== Selected extract ==
──────

# Ken Shamrock website?



## pknox (Oct 9, 2003)

Do you guys know if Ken has a website, and if so, what the URL is?  I haven't been able to find one, but I kinda though he did.

If not, the website for Lion's Den would be fine too.  I can't find that either.


----------



## JDenz (Oct 10, 2003)

Umm i am not sure about his personal website I would do a search for him.  He is endorsing a line of clothes Ground and Pound.  I met him at Naga over the summer and bought a Hoody from him lol.    He signed it but I wore it to warm up so it is a little faded


----------



## pknox (Oct 10, 2003)

Yeah, my search basically came up empty.  Thanks for the info on the clothing though -- I'll try searching that angle, and maybe check out some of the stuff he has for sale too.


----------



## JDenz (Oct 10, 2003)

http://www.geocities.com/pipeline/curb/2288/


----------



## pknox (Oct 10, 2003)

Thanks bro! U da man.


----------



## JDenz (Oct 11, 2003)

NP


----------



## ace (Oct 11, 2003)

> _Originally posted by JDenz _
> *http://www.geocities.com/pipeline/curb/2288/ *


----------



## clapping_tiger (Oct 11, 2003)

You may also want to check out www.sherdog.com. They have a section with links to various fighters websites.


----------



## pknox (Oct 11, 2003)

Yes.  I checked that, and he's not on it.  Lots of great info though -- I go there for merchandise links all the time.  Believe it or not, I think he actually doesn't have an official website up at the moment.  There's a link to an official page on the site JDenz posted, but it's blank.  Frank Shamrock is the same deal.  I guess I just assumed these guys would have a site, but evidently it's still a work in progress.


----------

──────

(Source data)

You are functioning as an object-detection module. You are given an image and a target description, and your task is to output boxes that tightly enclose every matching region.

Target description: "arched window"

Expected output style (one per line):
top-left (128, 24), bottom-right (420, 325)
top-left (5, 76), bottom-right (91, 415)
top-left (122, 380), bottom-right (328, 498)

──────

== Actions to take ==
(1) Please condense the paragraph in the Ken Shamrock website thread that begins "Yes. I checked that" into a short bulleted list, keeping its main facts.
(2) Copy the part of the Ken Shamrock website thread from "## pknox (Oct 11, 2003)" to "work in progress.", word for word.
These records come from a separate source.

== Answer set ==
(1)
- The poster checked the suggested site, and Ken Shamrock isn't on it.
- The site has lots of great information, and the poster uses it for merchandise links all the time.
- Ken Shamrock apparently has no official website up at the moment.
- The site JDenz posted links to an official page, but that page is blank.
- Frank Shamrock is in the same situation.
- The poster had assumed these fighters would have sites, but evidently they're still a work in progress.

(2)
## pknox (Oct 11, 2003)

Yes.  I checked that, and he's not on it.  Lots of great info though -- I go there for merchandise links all the time.  Believe it or not, I think he actually doesn't have an official website up at the moment.  There's a link to an official page on the site JDenz posted, but it's blank.  Frank Shamrock is the same deal.  I guess I just assumed these guys would have a site, but evidently it's still a work in progress.